## PROBLEM DESCRIPTION
This exercise calls for printing every record exactly once more.

## Records from a collection
-=-=-=-=-
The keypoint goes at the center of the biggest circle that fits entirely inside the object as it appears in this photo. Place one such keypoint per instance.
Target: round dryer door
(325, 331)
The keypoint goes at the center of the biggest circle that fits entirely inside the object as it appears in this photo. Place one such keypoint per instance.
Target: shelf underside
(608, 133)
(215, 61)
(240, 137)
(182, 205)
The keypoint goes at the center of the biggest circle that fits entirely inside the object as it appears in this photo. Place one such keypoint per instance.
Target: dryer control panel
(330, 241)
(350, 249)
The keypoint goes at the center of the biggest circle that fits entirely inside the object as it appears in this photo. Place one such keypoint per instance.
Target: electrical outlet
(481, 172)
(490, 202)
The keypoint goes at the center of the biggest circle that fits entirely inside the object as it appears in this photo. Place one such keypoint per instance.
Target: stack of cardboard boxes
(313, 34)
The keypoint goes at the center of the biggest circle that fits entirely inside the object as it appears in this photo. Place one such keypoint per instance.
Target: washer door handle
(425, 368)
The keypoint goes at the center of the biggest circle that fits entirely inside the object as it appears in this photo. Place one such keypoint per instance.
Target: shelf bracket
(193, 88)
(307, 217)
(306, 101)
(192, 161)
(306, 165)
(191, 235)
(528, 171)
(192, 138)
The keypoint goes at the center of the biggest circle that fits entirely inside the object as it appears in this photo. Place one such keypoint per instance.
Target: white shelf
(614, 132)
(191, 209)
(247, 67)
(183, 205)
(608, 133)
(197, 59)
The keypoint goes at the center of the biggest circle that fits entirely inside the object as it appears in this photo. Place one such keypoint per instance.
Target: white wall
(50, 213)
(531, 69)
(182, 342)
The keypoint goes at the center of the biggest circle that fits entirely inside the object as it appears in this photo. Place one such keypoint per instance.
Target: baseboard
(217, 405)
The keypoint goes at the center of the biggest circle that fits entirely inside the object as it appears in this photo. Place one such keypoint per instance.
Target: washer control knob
-=-=-=-=-
## FINISHED EXERCISE
The keypoint goes at the center of the biggest circle that fits entirely inside the object as it appears in this photo. Place one such keypoint per instance.
Target: round dryer door
(325, 331)
The keypoint goes at the center of the biggest circle that fits entirely inside the object as it appears in this photo. Place one such keypoint per instance.
Target: shelf underside
(608, 133)
(215, 61)
(240, 137)
(182, 205)
The keypoint goes at the center of the biggest circle that fits entirely inside the object as it appears in this photo. Place one such keypoint per instance.
Target: dryer control panel
(330, 241)
(350, 249)
The keypoint goes at the center of the biggest circle that fits entirely inside the object as it appears in this photo. Place one such keypoint per instance.
Target: electrical outlet
(481, 172)
(490, 202)
The keypoint goes at the center of the biggest circle that fits entirely inside the object as it appears in this photo. Place one such keypoint per instance.
Target: stack of cardboard boxes
(313, 34)
The keypoint goes at the center of the biggest circle that fits entirely inside the object as it appears in this photo. Place one such keypoint per instance.
Target: washer door handle
(425, 368)
The keypoint goes at the center of the biggest circle that fits entirely inside the object as it appears in this photo. Place one such keypoint per instance.
Target: shelf bracket
(193, 88)
(307, 217)
(306, 101)
(192, 161)
(306, 165)
(191, 235)
(528, 171)
(192, 138)
The keypoint goes at the center of the biggest circle that fits entirely inside the object as it appears in this photo. Place one such keypoint per instance.
Target: white shelf
(614, 132)
(191, 209)
(247, 67)
(183, 205)
(608, 133)
(197, 59)
The keypoint goes at the center of the biggest circle that fits entirely inside the object as it appears in this photo. Place one such keypoint per instance.
Target: white wall
(50, 213)
(531, 69)
(182, 342)
The keypoint goes at the center of the biggest circle that fits entirely inside the object as it appears in this photo. Place one such keypoint per instance.
Target: baseboard
(217, 405)
The keypoint goes at the center of the biggest circle that fits entirely inside the object as it appears in this photo. Place one such keypoint per instance.
Target: washer control knob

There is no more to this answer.